◆ WHAT TO WORK ON
(a) Translate this sentence from the passage on avoided deforestation into Spanish: "The possibility of tapping into California's rich carbon markets has tropical nations salivating."
(b) Write what comes next in the passage on avoided deforestation, continuing from its final sentence.

◆ SELECTED PASSAGE
Most importantly, the tropical nations that stand to benefit most from avoided deforestation began to make their voices heard in international climate talks, thanks to innovative leaders like Papua New Guinea's Kevin Conrad, one of TIME's Heroes of the Environment. That has prompted big rain-forest nations like Indonesia and Brazil, which were initially suspicious of exposing their sovereign forests to an international carbon market, to rethink REDD. Last month, representatives from a handful of Indonesian and Brazilian states signed a memorandum of understanding with several large U.S. states — including California, which has already adopted a carbon cap of its own — to explore avoided deforestation projects. The possibility of tapping into California's rich carbon markets has tropical nations salivating. "Until now, no one has said to [rain-forest nations] 'We'll give you a market for your credits,' " says Dorjee Sun, CEO of the avoided-deforestation group Carbon Conservation, which helped broker the deal. "This is the next step."

◆ RECORDS SHOWN
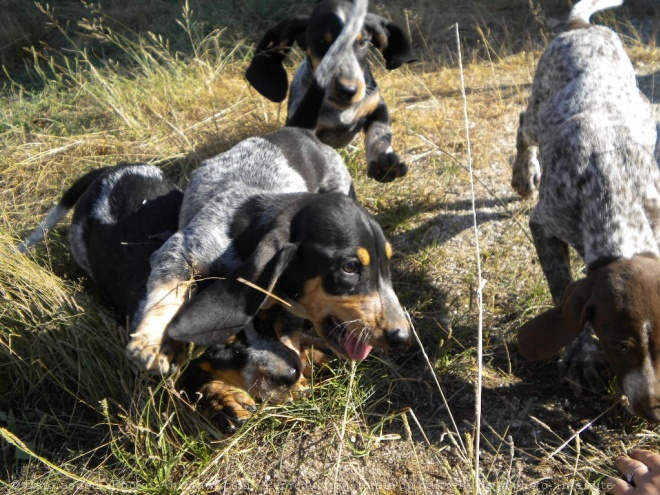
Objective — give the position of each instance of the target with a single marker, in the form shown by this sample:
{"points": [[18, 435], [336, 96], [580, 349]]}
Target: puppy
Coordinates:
{"points": [[352, 102], [124, 214], [272, 219], [594, 134]]}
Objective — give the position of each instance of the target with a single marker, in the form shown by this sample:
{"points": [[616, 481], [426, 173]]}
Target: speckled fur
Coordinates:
{"points": [[221, 185], [586, 142], [600, 186]]}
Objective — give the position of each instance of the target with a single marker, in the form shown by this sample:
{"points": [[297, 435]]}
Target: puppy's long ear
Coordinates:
{"points": [[224, 307], [547, 334], [390, 40], [266, 71]]}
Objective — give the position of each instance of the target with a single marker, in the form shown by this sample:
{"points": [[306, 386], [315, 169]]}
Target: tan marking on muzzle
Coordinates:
{"points": [[363, 256], [388, 250]]}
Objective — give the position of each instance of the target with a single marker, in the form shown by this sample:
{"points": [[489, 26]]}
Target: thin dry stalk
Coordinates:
{"points": [[480, 285]]}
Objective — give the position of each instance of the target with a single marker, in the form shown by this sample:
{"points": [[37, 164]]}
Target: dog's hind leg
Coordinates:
{"points": [[383, 164], [526, 172], [167, 290]]}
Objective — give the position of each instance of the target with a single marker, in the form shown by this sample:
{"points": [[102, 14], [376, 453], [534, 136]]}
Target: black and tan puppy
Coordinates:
{"points": [[124, 214], [275, 212], [352, 100]]}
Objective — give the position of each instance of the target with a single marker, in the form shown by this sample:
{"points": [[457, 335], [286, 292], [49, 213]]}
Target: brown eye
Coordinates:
{"points": [[350, 266]]}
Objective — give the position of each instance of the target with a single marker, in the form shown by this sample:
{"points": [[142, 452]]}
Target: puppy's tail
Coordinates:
{"points": [[583, 10], [308, 110], [57, 212]]}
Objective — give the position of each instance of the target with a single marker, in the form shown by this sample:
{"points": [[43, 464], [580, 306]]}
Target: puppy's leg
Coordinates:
{"points": [[553, 256], [383, 164], [582, 363], [167, 290], [227, 376], [526, 170]]}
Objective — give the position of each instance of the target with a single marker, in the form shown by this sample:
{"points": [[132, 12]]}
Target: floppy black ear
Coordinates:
{"points": [[390, 40], [266, 72], [227, 305]]}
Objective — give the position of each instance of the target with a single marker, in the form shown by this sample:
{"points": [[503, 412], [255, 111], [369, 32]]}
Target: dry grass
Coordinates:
{"points": [[76, 418]]}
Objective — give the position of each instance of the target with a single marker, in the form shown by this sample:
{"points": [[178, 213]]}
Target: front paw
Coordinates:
{"points": [[227, 406], [152, 354], [387, 167], [583, 366]]}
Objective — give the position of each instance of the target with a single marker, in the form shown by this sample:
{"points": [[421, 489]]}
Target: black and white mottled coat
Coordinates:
{"points": [[586, 141]]}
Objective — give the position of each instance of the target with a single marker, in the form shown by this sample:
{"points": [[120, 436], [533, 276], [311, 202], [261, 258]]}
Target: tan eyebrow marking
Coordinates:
{"points": [[363, 256]]}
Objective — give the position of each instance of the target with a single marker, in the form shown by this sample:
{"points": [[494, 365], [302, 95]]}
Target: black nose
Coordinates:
{"points": [[345, 91], [286, 377], [397, 338]]}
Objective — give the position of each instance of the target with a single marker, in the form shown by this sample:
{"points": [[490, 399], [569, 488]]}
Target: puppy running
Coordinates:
{"points": [[352, 100]]}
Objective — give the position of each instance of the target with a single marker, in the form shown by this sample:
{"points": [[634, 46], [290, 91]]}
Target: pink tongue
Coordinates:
{"points": [[356, 350]]}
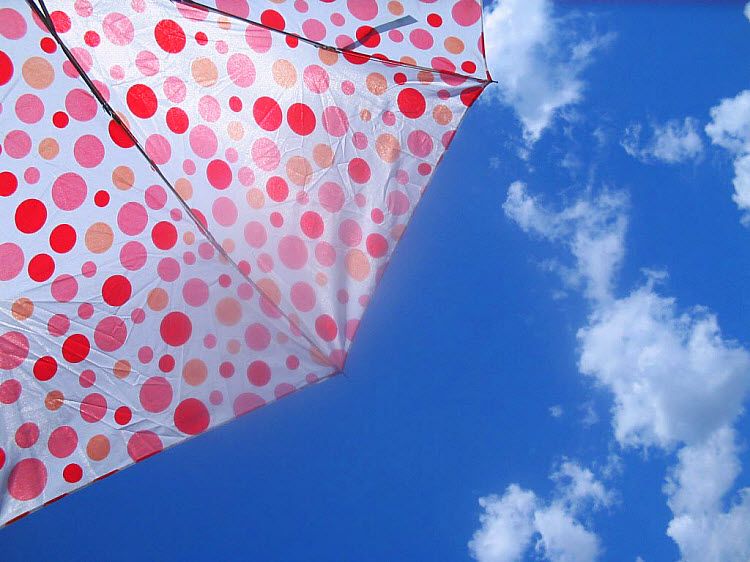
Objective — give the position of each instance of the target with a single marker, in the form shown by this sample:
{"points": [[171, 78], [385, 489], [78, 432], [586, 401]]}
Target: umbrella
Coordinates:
{"points": [[199, 200]]}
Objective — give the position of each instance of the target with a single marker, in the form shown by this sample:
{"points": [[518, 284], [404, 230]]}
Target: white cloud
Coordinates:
{"points": [[536, 60], [511, 523], [730, 129], [677, 383], [672, 142]]}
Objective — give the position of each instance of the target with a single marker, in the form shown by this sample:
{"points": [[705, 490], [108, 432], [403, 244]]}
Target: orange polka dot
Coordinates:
{"points": [[99, 237], [22, 308]]}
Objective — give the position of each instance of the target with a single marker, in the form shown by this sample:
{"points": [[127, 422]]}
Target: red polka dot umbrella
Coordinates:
{"points": [[199, 200]]}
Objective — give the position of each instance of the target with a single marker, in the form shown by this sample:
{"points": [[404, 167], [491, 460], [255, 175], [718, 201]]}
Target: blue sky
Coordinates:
{"points": [[472, 337]]}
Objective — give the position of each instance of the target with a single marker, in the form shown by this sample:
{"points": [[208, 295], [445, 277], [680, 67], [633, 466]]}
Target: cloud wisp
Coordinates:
{"points": [[678, 385], [537, 62], [673, 142]]}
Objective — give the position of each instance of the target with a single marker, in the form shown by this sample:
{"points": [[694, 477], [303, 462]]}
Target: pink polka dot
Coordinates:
{"points": [[62, 441], [69, 191], [293, 252], [303, 296], [203, 141], [241, 70], [11, 261], [247, 402], [257, 337], [110, 333], [29, 108], [27, 479], [17, 144], [88, 151], [64, 288], [265, 154], [14, 348], [118, 29], [156, 394], [331, 196], [132, 218]]}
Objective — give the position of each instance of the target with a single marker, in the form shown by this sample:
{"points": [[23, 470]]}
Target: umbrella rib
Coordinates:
{"points": [[343, 50], [43, 14]]}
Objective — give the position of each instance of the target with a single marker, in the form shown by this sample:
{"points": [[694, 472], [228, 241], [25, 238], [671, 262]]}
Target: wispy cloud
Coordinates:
{"points": [[537, 60], [730, 129], [513, 522], [673, 142], [677, 383]]}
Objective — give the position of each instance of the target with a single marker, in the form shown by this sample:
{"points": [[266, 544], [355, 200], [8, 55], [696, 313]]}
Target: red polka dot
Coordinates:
{"points": [[411, 103], [93, 407], [60, 120], [301, 119], [272, 18], [267, 113], [143, 444], [259, 373], [277, 189], [191, 416], [164, 235], [41, 267], [27, 479], [219, 174], [62, 238], [72, 473], [8, 182], [311, 224], [31, 216], [62, 441], [359, 170], [45, 368], [6, 68], [119, 135], [101, 198], [176, 328], [377, 245], [326, 328], [156, 394], [116, 290], [123, 415], [27, 434], [177, 120], [76, 348], [141, 101], [170, 36]]}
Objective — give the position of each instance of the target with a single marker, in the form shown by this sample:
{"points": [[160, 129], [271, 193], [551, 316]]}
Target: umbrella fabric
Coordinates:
{"points": [[198, 202]]}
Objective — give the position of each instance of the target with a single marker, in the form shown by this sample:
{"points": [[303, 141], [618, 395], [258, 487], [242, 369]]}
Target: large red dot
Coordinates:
{"points": [[41, 267], [191, 416], [62, 238], [267, 113], [31, 216], [170, 36], [27, 479], [176, 328], [301, 119], [76, 348], [142, 101], [411, 103], [116, 290], [164, 235], [6, 68]]}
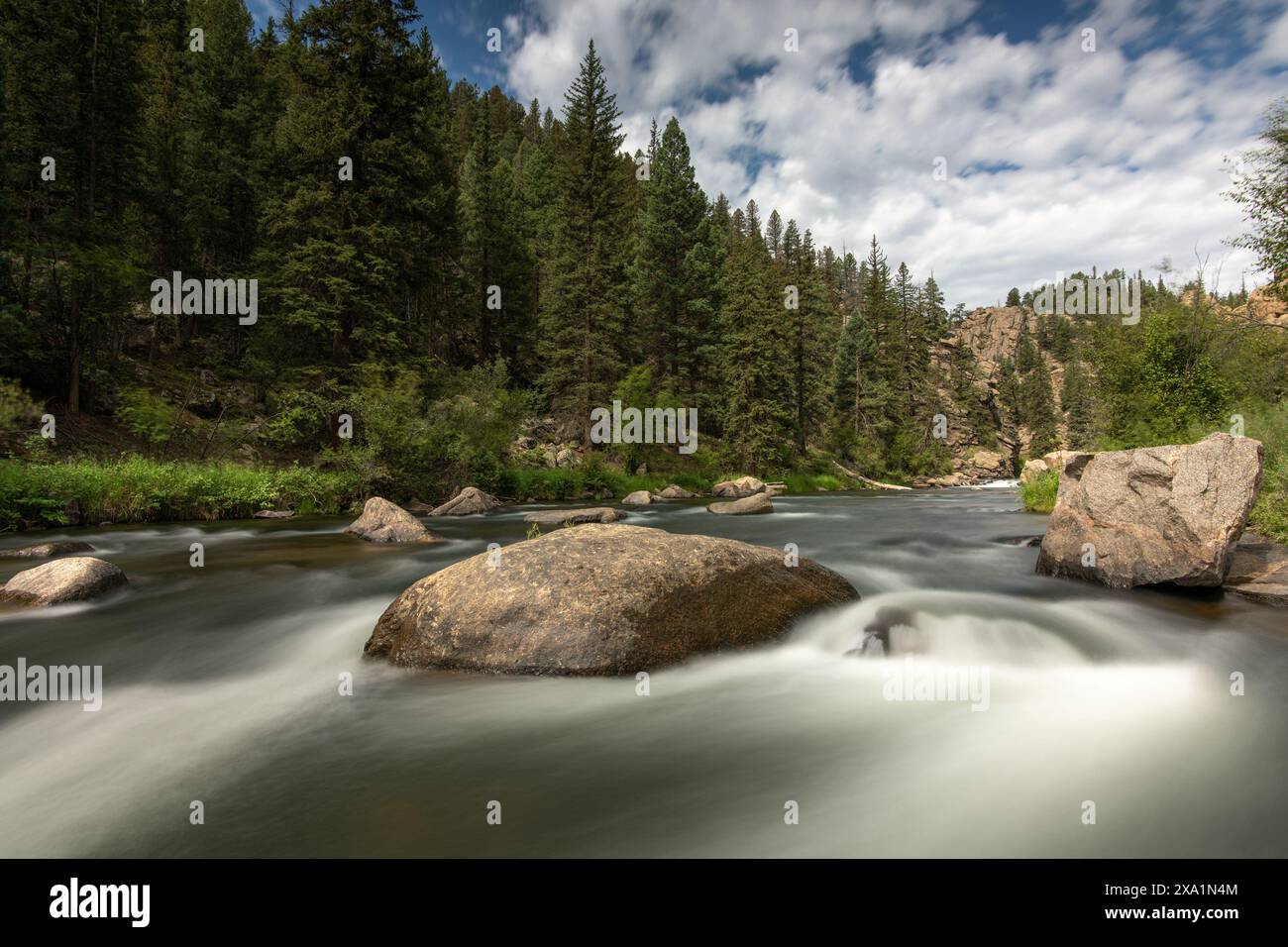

◆ RESULTS
(a) La posibilidad de acceder a los ricos mercados de carbono de California hace que a las naciones tropicales se les haga agua la boca.

(b)
Advocates have been busy refining avoided deforestation to answer early criticisms. Because firms investing in carbon credits need to estimate how much deforestation would have happened without a scheme, REDD projects can only work in countries with high rates of deforestation. That alleviates concerns that money will be spent to protect forests under no threat. To address fears that protected forests might be lost through a fire or logging, brokers build in reserves — selling, for example, only 80% of the carbon actually contained within a forest, and tapping the remainder if some part of the protected area should be lost. To prevent leakage — the possibility that protecting one place will only move deforestation down the road — TNC in Bolivia measured the baseline rate of deforestation in the country to know just how much difference their efforts would make, and monitors the edges of Noel Kempff for forest loss. Third-party verifiers like the Climate, Community and Biodiversity Alliance and the Voluntary Carbon Standard help assure companies that their credits are worth the carbon and that local forest communities are helped and not harmed by the potential flood of REDD financing.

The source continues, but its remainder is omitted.